[RECORDS]

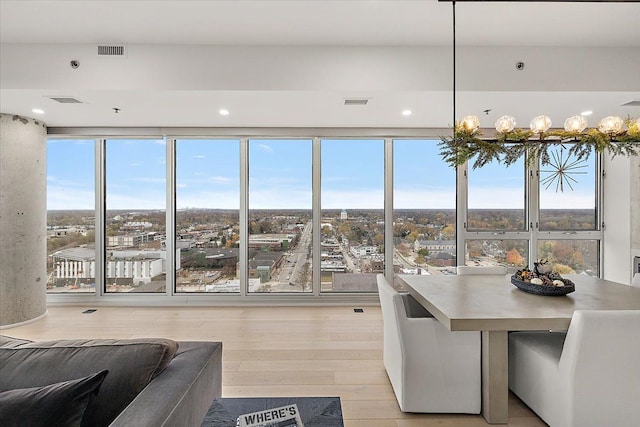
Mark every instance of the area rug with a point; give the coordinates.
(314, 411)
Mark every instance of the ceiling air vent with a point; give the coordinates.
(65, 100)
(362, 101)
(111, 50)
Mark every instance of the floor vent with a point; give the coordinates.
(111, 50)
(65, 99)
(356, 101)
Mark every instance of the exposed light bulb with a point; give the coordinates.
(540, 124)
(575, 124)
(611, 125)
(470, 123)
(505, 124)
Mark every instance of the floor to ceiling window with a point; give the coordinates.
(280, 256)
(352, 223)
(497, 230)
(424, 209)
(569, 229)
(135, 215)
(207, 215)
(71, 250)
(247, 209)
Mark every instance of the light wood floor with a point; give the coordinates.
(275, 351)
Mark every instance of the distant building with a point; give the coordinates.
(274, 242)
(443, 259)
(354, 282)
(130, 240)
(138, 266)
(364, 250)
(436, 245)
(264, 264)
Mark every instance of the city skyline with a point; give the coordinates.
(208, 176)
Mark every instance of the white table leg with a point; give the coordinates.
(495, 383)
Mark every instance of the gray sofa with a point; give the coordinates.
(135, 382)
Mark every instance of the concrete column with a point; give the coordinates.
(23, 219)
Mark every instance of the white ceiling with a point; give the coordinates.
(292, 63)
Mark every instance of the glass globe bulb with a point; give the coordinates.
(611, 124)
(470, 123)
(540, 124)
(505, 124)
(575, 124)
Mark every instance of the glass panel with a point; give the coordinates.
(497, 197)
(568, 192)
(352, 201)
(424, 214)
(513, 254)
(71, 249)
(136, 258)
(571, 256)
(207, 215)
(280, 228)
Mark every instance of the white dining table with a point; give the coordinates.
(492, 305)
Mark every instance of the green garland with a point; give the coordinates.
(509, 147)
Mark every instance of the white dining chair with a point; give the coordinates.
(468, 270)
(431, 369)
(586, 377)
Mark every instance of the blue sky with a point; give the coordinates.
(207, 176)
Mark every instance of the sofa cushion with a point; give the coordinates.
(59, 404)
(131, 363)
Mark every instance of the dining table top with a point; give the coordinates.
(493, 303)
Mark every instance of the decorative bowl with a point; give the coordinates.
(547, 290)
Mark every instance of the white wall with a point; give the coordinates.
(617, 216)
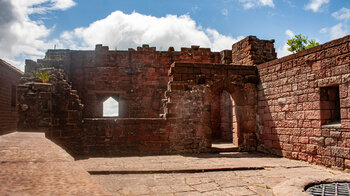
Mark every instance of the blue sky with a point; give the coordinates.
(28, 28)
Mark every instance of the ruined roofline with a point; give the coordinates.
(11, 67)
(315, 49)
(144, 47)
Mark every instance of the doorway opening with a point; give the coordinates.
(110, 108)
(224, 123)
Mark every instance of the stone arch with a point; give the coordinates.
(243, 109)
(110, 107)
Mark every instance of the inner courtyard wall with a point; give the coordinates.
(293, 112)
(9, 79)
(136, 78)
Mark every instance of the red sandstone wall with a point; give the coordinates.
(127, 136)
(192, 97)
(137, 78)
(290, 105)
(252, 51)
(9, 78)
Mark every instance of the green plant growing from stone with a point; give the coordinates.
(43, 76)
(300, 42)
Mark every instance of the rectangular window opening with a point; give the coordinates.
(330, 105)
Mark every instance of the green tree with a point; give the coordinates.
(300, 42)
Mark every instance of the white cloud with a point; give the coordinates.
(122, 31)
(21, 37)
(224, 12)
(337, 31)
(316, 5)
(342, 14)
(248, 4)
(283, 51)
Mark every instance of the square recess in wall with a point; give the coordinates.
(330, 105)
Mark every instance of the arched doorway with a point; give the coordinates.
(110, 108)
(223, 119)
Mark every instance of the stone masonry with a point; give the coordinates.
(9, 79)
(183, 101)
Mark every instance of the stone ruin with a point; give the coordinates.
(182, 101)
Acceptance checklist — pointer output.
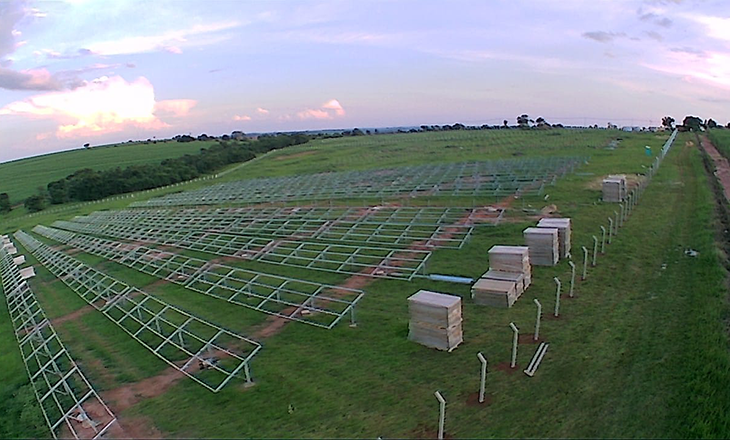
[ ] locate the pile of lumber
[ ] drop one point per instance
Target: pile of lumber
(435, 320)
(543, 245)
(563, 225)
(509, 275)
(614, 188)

[/RECORDS]

■ EXERCISE ■
The entries above are to be retyped exactly, with each picture left out.

■ TASK RESULT ■
Mark every instance of the area rug with a point; give the coordinates.
(314, 411)
Mark every instance of the ceiling air vent with a point; give the coordinates.
(65, 100)
(362, 101)
(111, 50)
Mark every instance of the floor vent with a point; give the coordinates.
(111, 50)
(65, 99)
(356, 101)
Mark every instance of the exposed light bulb with a point; give the coordinates.
(540, 124)
(575, 124)
(611, 125)
(470, 123)
(505, 124)
Mark every instance of the floor to ceiling window with a point; give the coordinates.
(280, 256)
(352, 223)
(497, 230)
(424, 209)
(569, 229)
(135, 215)
(207, 215)
(71, 250)
(247, 209)
Mark every instance of the light wood floor with a point; give the coordinates.
(275, 351)
Mark every instance of the distant building with a point; give the coordinates.
(274, 242)
(443, 259)
(354, 282)
(130, 240)
(138, 266)
(364, 250)
(436, 245)
(264, 264)
Mark every instance of the city skyline with a point; give the coordinates.
(208, 176)
Mark every instance of the white table leg with a point; give the coordinates.
(495, 383)
Mark every instance of the gray sofa with a point; give the coordinates.
(135, 382)
Mark every instance of the concrete column with a point; give the coordinates.
(23, 219)
Mark every instance of the white ceiling with a point; give the coordinates.
(292, 63)
Mark every instance of the glass globe bulb with a point; give the coordinates.
(611, 124)
(470, 123)
(540, 124)
(505, 124)
(575, 124)
Mark every instance of the glass panel with a point; give the coordinates.
(497, 197)
(568, 192)
(352, 201)
(424, 214)
(513, 254)
(71, 249)
(136, 258)
(571, 256)
(207, 215)
(280, 228)
Mark every instance of the white dining table with a point; give the coordinates.
(492, 305)
Mark every instance of the green garland with a point; give the coordinates.
(509, 147)
Mark every instance of the white dining chair with a point; give the coordinates.
(468, 270)
(431, 369)
(586, 377)
Mark every instance of the blue sky with a point; give the coordinates.
(207, 176)
Mark every instance of the sofa cushion with a point; give the coordinates.
(59, 404)
(131, 363)
Mark every instance of the dining table top with a point; give the coordinates.
(493, 303)
Mark every instance of the decorative bowl with a point; give the coordinates.
(547, 290)
Mark every instance of the white wall with a point; give the coordinates.
(617, 216)
Mark every instance of the blue sky with a point; give the coordinates.
(28, 28)
Mark every instance of the ruined roofline with a point; give the coordinates.
(11, 67)
(315, 49)
(144, 47)
Mark every instance of the doorway opening with a point; give the coordinates.
(110, 108)
(224, 123)
Mark every instance of the stone arch with a point; give the coordinates.
(243, 109)
(110, 107)
Mark every instance of the inner courtyard wall with a point; give the coordinates.
(293, 112)
(9, 79)
(136, 78)
Mark every instance of the red sandstone wall with a point; give the coordinates.
(127, 136)
(192, 97)
(137, 78)
(290, 105)
(252, 51)
(9, 78)
Mark every instance of the green plant growing from stone with a point; give the coordinates.
(43, 76)
(300, 42)
Mark every instance of the rectangular window opening with a point; give the coordinates.
(330, 105)
Mark every instance of the green tree with a point; give the coordinates.
(300, 42)
Mark every instance of the white cloud with a point; give the coordinates.
(122, 31)
(21, 37)
(224, 12)
(337, 31)
(316, 5)
(342, 14)
(248, 4)
(283, 51)
Mark every instance of the square recess in wall with a point; give the coordinates.
(330, 105)
Mark every instance of the arched doorway with a point; give the coordinates.
(110, 108)
(223, 119)
Mark every instance of the stone masonry with a point; give the coordinates.
(9, 79)
(183, 101)
Mark every instance of the stone ruin with a point; give the coordinates.
(182, 101)
Acceptance checklist — pointer output.
[ ] locate the pile of lumber
[ ] drop one point per instance
Target: pile of lumber
(435, 320)
(543, 245)
(563, 225)
(509, 275)
(614, 188)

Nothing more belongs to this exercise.